ASSIGNMENT:
In the passage on making PEF plastic from chicory, return everything from "The greatest difficulty" down to "the researchers’ vision.", word for word.

PAGE EXCERPT:
========
PET (polyethylene terephthalate) is produced from crude oil and consists of up to 85 percent terephthalate. The goal is to replace the “T” in PET with “F”, i.e. plant-based furandicarboxylic acid and use this material to produce bottles, stockings, sportswear, films and even vascular grafts. The goal is to use biobased PEF in all areas where PET is presently used. Andrea Kruse points out: “ Chicory root is not only extremely well-suited for the production of HMF because it is a waste product, it also produces a much higher-value chemical than its crude oil equivalent.” This makes it possible to produce thinner PEF bottles, which in turn would save on transport costs and further improve the material’s environmental performance.
The greatest difficulty in producing industrial bioplastics from chicory lies in the fact that chicory is a seasonal business. Large quantities of root mass accumulate as waste when chicory leaves are harvested in winter. If they are left on the field, the sensitive sugars are rapidly degraded enzymatically and are no longer available for conversion into HMF. So ways to store the roots without going bad have to be found. The researchers are therefore testing whether it is possible to vacuum dry the root chaff. They are confident that the process can be implemented on a larger scale in about two years’ time. “It doesn't take much to switch from conventional PET bottle production to PEF production. And the PEF bottles would be 85 biobased, which is the great thing about it,” says Wüst highlighting the researchers’ vision.
========
EXTRACTED DATA:
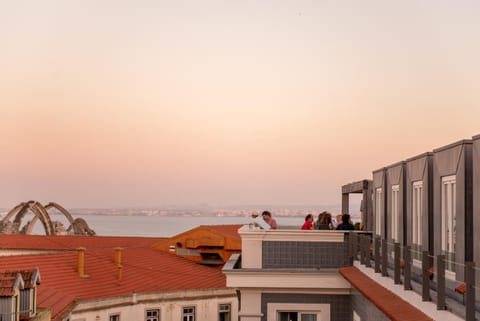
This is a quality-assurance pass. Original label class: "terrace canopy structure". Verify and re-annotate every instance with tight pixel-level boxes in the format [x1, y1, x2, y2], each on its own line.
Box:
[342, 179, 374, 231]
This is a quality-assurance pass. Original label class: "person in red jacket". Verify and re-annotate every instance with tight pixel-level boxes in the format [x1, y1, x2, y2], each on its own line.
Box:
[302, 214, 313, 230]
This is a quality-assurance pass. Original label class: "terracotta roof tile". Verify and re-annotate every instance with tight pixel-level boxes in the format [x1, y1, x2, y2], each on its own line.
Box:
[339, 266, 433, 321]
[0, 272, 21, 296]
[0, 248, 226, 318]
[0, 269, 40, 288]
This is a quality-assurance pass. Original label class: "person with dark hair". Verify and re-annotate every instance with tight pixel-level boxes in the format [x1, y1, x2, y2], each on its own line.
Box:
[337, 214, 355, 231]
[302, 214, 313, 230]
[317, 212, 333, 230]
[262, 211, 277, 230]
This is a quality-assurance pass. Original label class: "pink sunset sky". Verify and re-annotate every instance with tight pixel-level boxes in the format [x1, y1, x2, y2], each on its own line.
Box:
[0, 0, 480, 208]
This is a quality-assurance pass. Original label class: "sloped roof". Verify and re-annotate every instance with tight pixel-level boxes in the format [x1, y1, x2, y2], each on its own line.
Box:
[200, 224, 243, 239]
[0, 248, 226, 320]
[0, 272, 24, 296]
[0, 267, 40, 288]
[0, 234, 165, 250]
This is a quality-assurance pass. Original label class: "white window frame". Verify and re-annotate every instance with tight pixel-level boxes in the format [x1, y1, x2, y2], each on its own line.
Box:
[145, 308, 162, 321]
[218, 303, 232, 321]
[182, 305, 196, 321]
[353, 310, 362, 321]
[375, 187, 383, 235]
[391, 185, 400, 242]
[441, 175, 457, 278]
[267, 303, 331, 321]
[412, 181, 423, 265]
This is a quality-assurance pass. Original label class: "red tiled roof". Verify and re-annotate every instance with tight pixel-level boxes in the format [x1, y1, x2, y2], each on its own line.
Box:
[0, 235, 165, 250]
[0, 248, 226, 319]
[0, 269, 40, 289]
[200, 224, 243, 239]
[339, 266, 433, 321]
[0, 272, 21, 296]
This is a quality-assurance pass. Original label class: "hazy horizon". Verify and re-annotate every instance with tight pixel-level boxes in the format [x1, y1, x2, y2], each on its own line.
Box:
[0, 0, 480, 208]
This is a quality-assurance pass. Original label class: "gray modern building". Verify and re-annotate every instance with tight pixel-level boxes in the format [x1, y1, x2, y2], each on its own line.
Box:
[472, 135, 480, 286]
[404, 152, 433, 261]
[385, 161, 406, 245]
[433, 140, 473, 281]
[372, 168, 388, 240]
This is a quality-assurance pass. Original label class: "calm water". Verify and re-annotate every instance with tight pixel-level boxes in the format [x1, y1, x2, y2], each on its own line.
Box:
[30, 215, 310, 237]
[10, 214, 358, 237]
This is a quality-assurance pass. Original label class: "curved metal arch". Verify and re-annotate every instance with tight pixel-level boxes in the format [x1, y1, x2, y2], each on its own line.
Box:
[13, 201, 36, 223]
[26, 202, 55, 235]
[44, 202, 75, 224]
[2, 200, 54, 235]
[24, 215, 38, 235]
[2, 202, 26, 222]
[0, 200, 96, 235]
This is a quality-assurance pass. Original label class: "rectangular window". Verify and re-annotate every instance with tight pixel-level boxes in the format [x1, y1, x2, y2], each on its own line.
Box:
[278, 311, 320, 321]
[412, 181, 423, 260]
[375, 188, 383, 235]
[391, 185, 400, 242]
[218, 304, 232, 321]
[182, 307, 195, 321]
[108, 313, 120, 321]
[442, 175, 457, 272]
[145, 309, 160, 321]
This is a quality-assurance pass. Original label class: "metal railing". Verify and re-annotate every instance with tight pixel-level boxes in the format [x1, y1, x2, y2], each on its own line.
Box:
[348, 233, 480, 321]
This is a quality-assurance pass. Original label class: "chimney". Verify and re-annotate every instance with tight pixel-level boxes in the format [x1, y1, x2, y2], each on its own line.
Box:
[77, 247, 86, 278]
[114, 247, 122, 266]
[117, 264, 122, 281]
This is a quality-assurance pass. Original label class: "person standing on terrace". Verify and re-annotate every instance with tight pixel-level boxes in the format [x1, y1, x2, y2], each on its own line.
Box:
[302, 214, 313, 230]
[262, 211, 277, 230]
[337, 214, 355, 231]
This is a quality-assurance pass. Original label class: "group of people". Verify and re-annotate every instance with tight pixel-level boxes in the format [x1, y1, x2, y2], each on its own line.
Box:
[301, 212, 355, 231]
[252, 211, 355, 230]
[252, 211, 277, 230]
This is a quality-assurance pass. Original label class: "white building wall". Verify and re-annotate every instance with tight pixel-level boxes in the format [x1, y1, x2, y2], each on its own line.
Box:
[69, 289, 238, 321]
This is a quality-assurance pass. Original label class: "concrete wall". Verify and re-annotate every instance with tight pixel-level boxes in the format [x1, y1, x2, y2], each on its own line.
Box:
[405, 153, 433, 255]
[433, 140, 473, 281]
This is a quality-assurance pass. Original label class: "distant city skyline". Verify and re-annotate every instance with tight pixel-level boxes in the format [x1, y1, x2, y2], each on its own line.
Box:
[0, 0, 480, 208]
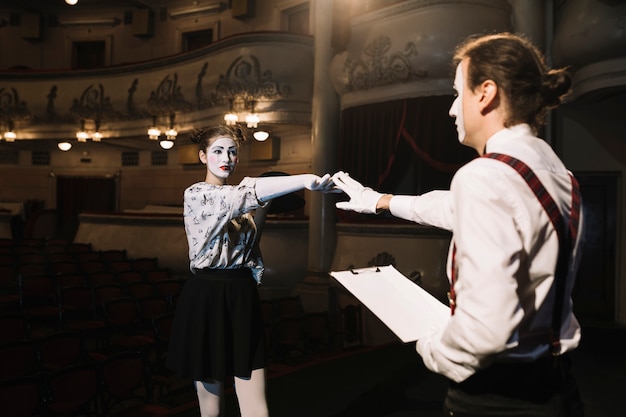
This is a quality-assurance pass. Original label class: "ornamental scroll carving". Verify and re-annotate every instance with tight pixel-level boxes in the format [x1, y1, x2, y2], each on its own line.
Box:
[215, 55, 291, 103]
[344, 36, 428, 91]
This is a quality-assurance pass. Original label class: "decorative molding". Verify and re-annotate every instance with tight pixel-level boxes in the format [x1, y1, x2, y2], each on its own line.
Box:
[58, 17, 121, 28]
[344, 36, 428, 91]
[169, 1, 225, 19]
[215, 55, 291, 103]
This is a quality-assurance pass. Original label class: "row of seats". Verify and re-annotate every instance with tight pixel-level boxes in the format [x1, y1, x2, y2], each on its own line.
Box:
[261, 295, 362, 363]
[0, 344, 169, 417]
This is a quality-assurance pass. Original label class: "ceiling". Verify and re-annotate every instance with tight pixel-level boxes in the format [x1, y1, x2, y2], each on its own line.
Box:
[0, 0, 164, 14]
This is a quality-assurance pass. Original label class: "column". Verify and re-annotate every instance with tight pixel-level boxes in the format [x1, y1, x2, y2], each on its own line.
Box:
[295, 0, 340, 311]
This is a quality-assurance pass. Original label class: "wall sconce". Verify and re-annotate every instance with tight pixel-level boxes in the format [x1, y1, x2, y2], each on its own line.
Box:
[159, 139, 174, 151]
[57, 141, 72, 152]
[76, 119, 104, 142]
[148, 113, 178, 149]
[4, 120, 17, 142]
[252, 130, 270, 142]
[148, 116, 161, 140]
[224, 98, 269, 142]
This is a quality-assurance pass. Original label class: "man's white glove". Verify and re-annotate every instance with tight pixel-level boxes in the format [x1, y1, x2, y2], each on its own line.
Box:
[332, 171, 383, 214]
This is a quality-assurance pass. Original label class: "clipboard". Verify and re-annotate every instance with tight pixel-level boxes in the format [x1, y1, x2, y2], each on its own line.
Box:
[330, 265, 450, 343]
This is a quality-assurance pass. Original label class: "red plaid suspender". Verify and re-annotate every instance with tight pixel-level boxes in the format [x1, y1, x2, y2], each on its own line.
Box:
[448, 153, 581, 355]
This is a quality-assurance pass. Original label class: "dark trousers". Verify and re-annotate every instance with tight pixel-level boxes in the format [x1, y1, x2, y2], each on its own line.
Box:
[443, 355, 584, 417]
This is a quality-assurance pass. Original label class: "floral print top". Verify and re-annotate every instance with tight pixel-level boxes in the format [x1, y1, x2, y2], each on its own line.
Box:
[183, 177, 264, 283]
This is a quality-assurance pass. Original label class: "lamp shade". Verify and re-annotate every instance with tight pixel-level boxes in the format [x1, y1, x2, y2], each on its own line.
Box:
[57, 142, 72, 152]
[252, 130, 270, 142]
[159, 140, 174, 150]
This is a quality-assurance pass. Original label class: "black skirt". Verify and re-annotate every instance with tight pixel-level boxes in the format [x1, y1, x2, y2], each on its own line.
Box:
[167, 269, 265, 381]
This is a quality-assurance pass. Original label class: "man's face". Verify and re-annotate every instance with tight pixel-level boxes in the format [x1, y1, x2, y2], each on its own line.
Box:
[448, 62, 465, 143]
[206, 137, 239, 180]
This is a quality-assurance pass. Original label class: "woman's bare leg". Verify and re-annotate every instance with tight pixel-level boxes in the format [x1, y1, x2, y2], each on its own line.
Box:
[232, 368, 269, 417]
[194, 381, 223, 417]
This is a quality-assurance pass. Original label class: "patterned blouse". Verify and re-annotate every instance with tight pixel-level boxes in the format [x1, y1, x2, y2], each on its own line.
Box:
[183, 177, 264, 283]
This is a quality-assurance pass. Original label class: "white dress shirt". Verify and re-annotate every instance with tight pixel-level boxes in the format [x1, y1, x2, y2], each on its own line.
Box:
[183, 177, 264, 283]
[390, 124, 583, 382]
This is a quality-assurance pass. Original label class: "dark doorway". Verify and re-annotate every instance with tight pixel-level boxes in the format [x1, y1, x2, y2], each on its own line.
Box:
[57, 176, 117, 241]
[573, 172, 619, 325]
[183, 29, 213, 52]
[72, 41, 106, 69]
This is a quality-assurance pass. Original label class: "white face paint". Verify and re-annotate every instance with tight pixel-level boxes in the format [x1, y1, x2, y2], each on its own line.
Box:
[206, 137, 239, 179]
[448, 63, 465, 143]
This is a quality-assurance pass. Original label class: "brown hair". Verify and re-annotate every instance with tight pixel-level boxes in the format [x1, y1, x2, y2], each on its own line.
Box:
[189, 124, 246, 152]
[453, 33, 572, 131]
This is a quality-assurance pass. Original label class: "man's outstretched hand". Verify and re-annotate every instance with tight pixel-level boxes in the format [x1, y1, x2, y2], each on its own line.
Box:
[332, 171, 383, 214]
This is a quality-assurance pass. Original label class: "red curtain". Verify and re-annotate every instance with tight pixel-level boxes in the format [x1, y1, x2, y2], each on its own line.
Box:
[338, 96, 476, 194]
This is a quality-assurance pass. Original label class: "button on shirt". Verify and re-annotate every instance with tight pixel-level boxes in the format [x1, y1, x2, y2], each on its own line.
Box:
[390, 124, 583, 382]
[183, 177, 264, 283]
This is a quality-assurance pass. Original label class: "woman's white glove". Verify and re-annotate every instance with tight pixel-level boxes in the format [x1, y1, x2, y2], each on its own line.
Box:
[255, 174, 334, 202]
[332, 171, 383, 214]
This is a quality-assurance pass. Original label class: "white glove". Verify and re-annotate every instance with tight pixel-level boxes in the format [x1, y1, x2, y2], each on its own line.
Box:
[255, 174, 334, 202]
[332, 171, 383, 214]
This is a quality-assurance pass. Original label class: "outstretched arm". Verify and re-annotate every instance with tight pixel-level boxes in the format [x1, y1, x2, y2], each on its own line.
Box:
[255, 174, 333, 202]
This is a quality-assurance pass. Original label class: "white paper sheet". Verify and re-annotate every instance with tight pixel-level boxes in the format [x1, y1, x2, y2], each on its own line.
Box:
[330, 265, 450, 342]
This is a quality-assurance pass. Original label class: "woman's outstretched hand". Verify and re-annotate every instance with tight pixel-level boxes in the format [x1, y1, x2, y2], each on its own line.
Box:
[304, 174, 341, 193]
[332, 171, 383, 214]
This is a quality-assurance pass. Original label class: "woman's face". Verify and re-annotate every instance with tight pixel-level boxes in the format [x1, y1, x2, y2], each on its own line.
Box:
========
ANSWER TO THIS PROBLEM:
The greatest difficulty in producing industrial bioplastics from chicory lies in the fact that chicory is a seasonal business. Large quantities of root mass accumulate as waste when chicory leaves are harvested in winter. If they are left on the field, the sensitive sugars are rapidly degraded enzymatically and are no longer available for conversion into HMF. So ways to store the roots without going bad have to be found. The researchers are therefore testing whether it is possible to vacuum dry the root chaff. They are confident that the process can be implemented on a larger scale in about two years’ time. “It doesn't take much to switch from conventional PET bottle production to PEF production. And the PEF bottles would be 85 biobased, which is the great thing about it,” says Wüst highlighting the researchers’ vision.